### Source passage
#####
Gates is demographer-in-residence at the Williams Institute on Sexual Orientation Law and Public Policy, a think tank based at the University of California, Los Angeles. For the institute’s 10th anniversary this week, he took a scholarly stab at answering the question that has been debated, avoided, parsed and proven both insoluble and political since pioneering sex researcher Alfred Kinsey said in the 1940s that 10 percent of the men he surveyed were "predominantly homosexual."

Gates’ best estimate, derived from five studies that have asked subjects about their sexual orientation, is that the nation has about 4 million adults who identify as being gay or lesbian, representing 1.7 percent of the 18-and-over population.

That’s a much lower figure than the 3 to 5 percent that has been the conventional wisdom in the last two decades, based on other isolated studies and attempts to discredit Kinsey.
#####
### Information supplied
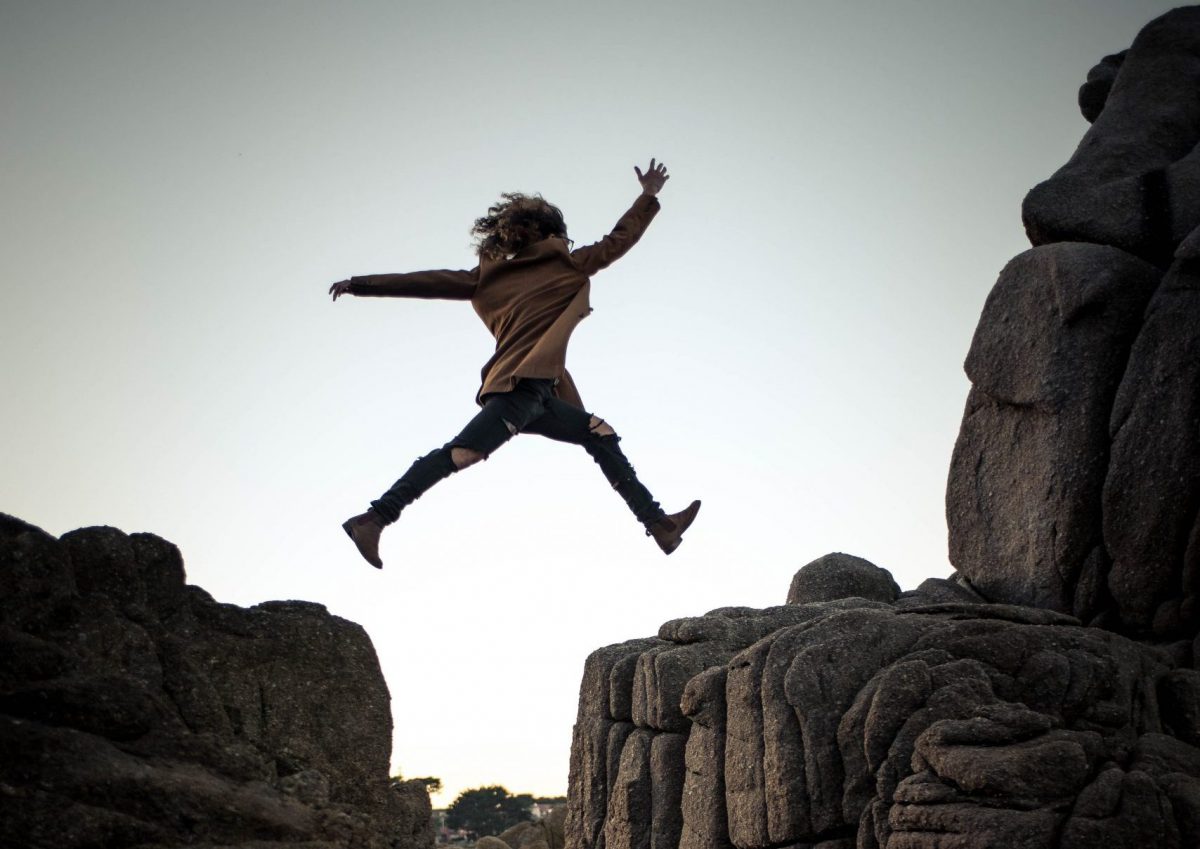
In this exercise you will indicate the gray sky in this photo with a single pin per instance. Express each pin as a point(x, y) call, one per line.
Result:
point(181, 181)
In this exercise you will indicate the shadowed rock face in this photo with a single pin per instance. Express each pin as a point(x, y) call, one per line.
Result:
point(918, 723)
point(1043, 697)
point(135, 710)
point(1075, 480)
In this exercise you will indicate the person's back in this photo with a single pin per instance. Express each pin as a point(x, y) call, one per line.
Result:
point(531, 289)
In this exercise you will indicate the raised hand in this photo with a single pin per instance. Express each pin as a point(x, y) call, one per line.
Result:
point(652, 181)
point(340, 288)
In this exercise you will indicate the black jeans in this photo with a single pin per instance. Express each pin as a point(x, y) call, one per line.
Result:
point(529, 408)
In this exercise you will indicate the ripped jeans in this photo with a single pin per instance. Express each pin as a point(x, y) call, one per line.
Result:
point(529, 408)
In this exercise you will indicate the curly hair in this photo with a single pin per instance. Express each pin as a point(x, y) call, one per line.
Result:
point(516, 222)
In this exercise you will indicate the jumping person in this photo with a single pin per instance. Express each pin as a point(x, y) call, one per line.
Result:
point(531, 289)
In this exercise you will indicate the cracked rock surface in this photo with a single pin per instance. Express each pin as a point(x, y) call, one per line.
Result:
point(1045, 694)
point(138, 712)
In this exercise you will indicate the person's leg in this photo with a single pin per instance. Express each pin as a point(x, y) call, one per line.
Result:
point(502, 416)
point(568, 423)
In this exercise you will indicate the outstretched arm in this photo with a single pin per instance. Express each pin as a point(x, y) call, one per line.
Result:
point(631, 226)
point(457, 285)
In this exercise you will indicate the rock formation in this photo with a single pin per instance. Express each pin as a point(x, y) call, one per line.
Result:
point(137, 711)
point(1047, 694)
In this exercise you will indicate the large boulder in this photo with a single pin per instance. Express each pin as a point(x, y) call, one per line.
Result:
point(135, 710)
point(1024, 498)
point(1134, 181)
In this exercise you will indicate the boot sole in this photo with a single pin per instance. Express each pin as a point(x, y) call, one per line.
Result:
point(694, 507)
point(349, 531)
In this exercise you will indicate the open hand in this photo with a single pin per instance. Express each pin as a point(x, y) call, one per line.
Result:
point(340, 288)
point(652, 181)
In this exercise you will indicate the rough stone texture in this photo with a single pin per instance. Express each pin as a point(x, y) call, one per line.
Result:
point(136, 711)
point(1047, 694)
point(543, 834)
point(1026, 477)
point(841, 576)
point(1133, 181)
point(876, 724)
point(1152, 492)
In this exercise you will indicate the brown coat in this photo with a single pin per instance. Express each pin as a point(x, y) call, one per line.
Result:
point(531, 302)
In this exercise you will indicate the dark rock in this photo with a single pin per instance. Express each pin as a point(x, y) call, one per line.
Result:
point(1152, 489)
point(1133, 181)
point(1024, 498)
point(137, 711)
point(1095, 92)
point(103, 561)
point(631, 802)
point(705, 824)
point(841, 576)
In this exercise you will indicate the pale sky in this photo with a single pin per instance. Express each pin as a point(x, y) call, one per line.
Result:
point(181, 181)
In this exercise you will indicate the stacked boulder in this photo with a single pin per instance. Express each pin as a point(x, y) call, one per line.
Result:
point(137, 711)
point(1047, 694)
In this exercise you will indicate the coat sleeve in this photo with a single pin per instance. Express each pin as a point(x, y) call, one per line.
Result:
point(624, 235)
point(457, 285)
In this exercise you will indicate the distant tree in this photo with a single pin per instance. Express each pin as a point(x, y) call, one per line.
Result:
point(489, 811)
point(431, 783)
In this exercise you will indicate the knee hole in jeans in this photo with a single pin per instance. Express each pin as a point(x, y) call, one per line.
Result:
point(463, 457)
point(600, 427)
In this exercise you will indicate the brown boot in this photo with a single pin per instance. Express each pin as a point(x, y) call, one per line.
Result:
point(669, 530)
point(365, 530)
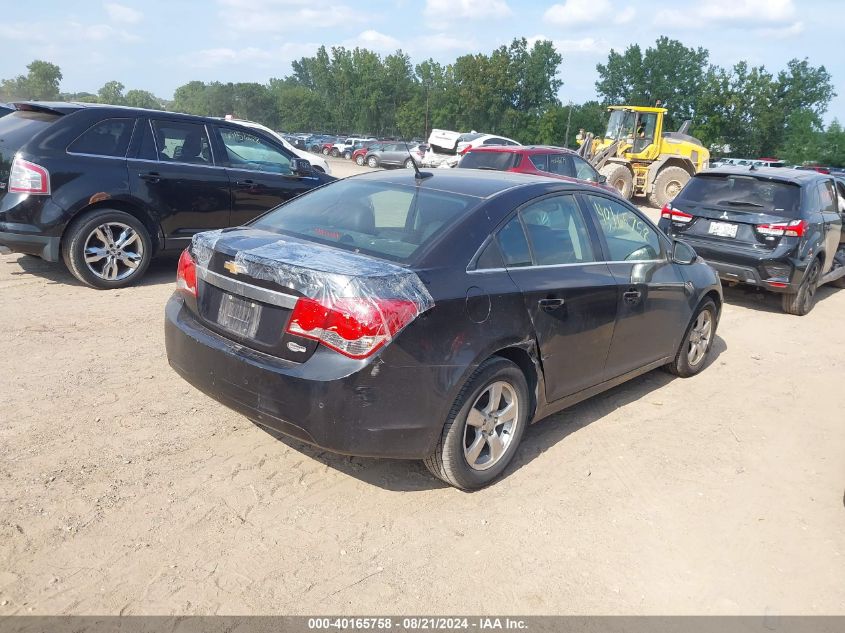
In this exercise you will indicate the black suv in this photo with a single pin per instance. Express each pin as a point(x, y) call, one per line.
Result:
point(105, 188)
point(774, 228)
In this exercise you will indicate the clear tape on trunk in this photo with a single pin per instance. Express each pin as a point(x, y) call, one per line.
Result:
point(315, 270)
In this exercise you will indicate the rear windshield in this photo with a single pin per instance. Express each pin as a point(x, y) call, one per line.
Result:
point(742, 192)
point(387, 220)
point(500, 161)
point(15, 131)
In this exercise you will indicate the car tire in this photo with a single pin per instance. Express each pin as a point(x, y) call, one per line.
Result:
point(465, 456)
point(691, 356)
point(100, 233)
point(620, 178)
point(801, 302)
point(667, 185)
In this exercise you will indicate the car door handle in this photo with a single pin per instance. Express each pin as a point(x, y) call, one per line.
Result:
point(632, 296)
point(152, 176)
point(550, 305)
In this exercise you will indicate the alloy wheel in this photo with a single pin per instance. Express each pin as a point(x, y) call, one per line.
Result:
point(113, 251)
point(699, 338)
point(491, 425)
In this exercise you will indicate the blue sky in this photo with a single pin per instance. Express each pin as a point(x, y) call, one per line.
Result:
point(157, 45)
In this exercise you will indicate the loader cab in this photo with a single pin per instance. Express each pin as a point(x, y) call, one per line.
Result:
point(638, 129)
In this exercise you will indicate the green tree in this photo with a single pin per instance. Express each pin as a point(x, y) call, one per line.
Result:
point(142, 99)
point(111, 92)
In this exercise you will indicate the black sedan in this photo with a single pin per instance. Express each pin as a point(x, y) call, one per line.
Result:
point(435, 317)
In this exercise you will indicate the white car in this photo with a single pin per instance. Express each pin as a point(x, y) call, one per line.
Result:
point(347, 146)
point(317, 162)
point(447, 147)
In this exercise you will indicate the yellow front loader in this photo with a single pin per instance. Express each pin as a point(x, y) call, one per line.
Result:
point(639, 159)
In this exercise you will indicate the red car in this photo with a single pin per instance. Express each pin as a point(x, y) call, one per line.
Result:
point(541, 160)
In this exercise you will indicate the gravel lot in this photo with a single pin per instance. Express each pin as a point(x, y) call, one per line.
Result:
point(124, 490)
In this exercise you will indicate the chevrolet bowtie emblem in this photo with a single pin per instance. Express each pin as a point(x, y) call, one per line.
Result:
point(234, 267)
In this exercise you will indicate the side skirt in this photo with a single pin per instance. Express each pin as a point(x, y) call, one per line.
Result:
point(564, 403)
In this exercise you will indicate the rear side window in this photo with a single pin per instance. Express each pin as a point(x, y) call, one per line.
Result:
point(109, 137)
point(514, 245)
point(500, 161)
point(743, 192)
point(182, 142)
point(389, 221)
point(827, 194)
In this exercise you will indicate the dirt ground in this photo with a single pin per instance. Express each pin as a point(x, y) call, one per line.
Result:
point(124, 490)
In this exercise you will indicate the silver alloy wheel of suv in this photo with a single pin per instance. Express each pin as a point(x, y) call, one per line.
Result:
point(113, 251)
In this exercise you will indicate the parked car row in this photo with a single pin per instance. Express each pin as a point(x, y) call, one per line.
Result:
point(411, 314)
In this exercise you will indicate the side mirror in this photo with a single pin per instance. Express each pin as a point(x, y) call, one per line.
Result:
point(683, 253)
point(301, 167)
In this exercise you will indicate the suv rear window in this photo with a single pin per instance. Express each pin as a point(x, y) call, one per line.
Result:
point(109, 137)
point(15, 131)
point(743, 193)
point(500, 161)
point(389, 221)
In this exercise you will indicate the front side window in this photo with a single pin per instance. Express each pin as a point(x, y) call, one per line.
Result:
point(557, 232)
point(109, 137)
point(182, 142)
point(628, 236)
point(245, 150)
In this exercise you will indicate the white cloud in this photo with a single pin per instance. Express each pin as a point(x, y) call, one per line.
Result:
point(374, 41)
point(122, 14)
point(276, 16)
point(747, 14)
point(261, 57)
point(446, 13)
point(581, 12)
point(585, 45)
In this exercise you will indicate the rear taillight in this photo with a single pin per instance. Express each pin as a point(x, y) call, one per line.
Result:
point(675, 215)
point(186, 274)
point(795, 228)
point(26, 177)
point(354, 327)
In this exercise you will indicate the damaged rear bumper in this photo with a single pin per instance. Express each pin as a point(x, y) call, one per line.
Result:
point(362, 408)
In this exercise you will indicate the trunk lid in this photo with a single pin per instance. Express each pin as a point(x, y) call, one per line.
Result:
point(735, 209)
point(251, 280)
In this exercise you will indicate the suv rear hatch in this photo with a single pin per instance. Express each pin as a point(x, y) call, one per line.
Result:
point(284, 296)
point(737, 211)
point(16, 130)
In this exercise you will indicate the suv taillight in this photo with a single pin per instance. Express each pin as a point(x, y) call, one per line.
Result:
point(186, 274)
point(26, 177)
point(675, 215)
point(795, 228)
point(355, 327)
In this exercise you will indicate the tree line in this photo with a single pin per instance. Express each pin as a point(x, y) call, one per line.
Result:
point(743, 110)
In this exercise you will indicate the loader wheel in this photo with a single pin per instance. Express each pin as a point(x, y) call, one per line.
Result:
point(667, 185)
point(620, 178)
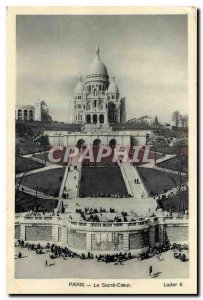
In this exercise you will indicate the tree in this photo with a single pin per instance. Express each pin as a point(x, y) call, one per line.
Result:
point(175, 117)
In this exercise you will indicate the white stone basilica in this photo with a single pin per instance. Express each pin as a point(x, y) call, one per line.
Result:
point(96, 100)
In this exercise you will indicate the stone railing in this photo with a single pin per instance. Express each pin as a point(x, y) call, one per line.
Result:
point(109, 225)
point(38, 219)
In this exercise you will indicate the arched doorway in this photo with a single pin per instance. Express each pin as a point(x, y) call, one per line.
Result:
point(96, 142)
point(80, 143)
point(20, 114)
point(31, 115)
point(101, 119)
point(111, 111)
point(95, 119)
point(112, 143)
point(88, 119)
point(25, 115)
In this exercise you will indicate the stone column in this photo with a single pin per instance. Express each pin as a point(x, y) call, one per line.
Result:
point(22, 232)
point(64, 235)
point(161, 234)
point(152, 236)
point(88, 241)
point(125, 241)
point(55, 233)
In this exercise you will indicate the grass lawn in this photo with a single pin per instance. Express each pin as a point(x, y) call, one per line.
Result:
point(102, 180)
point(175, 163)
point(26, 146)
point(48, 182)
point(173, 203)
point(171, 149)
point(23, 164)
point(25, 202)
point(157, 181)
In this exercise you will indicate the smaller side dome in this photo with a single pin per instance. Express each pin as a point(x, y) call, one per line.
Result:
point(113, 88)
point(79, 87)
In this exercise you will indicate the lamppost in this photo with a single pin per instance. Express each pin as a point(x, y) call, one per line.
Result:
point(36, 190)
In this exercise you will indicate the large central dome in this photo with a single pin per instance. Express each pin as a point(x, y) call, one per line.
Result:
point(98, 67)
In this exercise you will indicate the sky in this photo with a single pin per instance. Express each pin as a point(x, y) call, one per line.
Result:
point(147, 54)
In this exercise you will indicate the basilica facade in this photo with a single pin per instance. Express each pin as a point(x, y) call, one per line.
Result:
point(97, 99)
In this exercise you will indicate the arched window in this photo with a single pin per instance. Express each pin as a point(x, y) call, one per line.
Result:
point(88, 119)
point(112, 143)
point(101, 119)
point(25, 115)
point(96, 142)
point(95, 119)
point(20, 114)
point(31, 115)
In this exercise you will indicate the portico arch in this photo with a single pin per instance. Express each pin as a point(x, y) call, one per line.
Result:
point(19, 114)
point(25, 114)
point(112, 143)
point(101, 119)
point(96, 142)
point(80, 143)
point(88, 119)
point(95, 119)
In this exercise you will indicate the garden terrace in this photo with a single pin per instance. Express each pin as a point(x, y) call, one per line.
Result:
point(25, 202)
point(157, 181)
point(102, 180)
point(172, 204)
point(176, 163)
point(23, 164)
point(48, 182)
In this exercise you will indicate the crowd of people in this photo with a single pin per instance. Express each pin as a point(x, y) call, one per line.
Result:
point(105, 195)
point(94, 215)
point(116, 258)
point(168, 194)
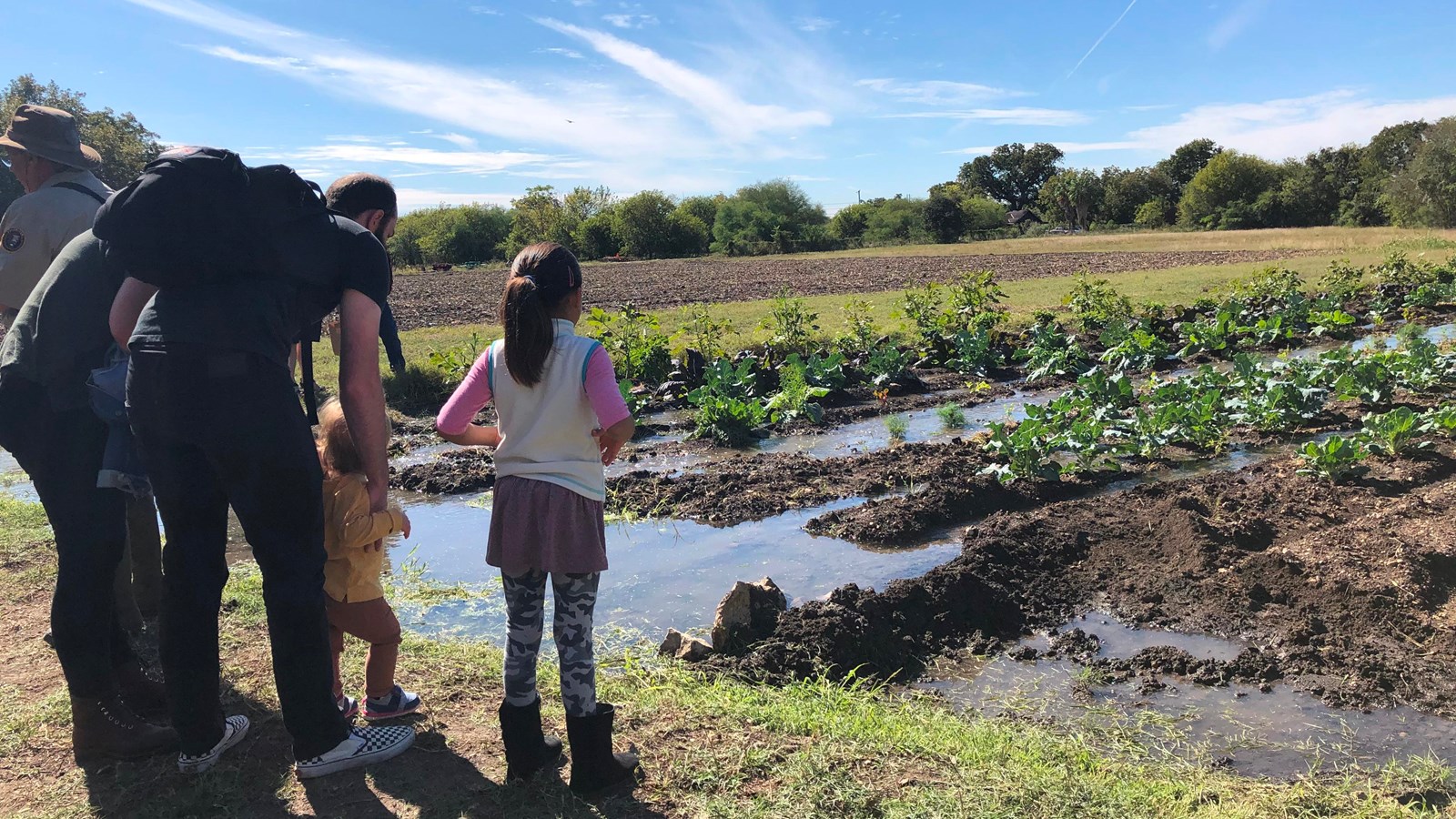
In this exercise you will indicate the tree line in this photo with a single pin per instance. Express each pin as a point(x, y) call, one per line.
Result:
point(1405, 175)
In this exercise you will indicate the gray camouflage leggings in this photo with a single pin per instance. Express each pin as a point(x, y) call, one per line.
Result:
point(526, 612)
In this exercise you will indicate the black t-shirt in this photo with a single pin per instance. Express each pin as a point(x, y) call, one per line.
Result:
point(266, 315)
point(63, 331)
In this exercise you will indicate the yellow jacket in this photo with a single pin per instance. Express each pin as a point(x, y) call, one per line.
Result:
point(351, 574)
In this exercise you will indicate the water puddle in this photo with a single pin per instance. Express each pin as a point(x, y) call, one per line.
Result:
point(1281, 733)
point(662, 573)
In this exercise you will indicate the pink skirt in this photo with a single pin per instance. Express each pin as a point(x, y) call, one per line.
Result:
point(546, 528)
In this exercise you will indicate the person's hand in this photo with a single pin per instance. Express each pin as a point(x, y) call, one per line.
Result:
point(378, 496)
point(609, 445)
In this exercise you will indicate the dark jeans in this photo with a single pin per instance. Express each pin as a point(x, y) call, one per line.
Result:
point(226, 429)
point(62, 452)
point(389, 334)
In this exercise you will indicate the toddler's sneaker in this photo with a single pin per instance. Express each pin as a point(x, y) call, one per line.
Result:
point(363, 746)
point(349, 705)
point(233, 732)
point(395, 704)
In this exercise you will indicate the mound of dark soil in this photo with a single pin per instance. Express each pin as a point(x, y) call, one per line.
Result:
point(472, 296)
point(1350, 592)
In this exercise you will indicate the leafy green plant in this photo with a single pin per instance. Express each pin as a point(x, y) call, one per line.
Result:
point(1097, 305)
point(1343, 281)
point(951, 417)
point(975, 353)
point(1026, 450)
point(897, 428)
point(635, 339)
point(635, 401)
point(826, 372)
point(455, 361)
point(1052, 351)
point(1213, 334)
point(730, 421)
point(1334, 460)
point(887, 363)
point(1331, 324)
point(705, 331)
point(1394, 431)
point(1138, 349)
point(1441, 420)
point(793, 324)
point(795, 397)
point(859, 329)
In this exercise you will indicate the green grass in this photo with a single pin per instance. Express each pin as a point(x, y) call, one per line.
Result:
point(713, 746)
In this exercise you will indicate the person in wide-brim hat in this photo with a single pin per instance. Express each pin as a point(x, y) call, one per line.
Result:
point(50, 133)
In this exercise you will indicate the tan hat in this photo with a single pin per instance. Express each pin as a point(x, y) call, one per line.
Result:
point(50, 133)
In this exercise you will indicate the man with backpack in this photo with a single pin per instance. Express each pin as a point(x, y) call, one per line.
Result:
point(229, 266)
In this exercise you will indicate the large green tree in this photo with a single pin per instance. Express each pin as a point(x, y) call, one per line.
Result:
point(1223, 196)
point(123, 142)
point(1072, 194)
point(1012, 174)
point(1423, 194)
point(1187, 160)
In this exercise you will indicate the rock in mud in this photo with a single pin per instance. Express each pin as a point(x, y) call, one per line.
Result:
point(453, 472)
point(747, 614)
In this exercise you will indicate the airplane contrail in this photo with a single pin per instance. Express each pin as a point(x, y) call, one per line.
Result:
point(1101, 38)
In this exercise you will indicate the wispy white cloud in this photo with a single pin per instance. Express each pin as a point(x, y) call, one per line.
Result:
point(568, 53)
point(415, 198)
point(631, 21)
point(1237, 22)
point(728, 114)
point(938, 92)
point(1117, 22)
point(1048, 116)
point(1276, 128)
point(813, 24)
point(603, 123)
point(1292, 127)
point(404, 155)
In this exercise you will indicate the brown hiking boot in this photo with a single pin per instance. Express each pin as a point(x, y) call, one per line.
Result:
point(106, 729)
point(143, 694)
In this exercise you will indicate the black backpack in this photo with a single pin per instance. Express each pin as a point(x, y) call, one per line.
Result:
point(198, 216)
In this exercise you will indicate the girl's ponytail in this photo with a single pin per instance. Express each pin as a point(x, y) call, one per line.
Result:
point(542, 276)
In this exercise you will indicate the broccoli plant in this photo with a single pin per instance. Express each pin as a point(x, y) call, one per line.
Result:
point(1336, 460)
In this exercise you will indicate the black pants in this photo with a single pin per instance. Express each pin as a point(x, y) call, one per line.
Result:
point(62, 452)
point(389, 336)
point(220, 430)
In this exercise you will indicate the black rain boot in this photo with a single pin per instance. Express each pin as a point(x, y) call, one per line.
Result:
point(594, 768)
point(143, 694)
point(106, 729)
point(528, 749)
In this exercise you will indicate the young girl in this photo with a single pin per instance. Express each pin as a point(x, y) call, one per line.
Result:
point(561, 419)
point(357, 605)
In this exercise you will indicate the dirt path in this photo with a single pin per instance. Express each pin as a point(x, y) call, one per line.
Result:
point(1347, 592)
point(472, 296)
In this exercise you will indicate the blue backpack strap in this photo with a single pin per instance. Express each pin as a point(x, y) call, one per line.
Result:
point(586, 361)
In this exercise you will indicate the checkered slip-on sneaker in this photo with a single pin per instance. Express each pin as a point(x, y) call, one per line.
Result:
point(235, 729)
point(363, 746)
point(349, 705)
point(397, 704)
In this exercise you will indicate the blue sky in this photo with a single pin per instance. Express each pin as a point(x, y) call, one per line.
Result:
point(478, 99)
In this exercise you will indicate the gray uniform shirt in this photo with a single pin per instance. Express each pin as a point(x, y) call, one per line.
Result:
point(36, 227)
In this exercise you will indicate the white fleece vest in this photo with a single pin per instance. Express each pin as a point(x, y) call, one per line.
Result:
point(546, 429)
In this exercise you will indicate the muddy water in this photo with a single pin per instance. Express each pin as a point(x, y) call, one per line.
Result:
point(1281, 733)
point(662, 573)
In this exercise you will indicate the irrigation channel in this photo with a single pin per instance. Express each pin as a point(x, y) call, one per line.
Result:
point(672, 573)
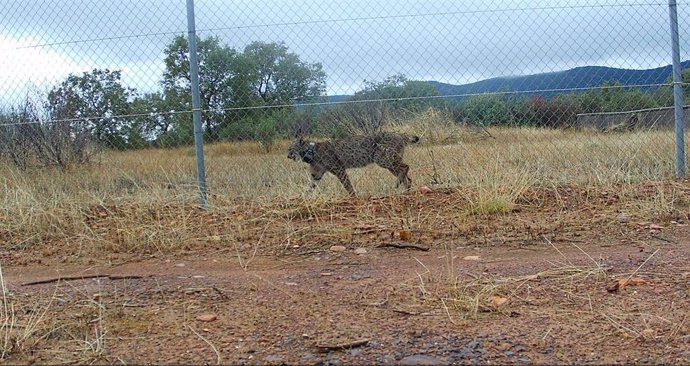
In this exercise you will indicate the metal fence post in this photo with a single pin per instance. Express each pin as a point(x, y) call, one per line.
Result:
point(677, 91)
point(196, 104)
#####
### Actions to take
**a.** List every percentage figure given in the passage on Gates's estimate.
**b.** Answer these from the passage on Gates's estimate:
(i) What is Gates's position at the Williams Institute?
(ii) How many studies was his best estimate derived from?
(iii) Which anniversary is the institute marking this week?
**c.** Write a continuation of the passage on Gates's estimate, starting after its final sentence.
The rows are separate material, unrelated to the passage on Gates's estimate.

### The replies
**a.**
10 percent
1.7 percent
3 to 5 percent

**b.**
(i) Demographer-in-residence
(ii) Five
(iii) Its 10th

**c.**
One reason, according to Gates, is that until recently, few surveys tried to differentiate respondents who identified as gay or lesbian from those who sometimes engaged in homosexual acts or were attracted to people of the same sex. All were lumped into the gay category.

"One of the major questions, when you think about how many (lesbian, gay, bisexual and transgender) people are there, is what do you mean by LGBT?" he said. "This shows there are pretty big differences between people who use the terms to label themselves versus sexual behavior or attraction."

Gates found, for example, that another 1.8 percent of the adult population, or a little more than 4 million Americans, identifies as bisexual, according to his research brief published Thursday by the Williams Institute.

He also estimated that 19 million people, or 8.2 percent of the population, have engaged in sex with a partner of the same sex. That includes all groups, such as gays, bisexuals and heterosexuals who have experimented with same-sex behavior.

Another two studies, conducted by state agencies in California and Massachusetts, yielded what Gates thinks is the first credible estimate of the nation’s transgender population. He puts it at about 700,000 adults, or 0.3 percent of the population.

Gates is the first to admit his figures are imprecise.

But because so few national population surveys have asked about sexual orientation and the ones that have were not conducted consistently over time, the data on which to base a firm conclusion does not exist, he said.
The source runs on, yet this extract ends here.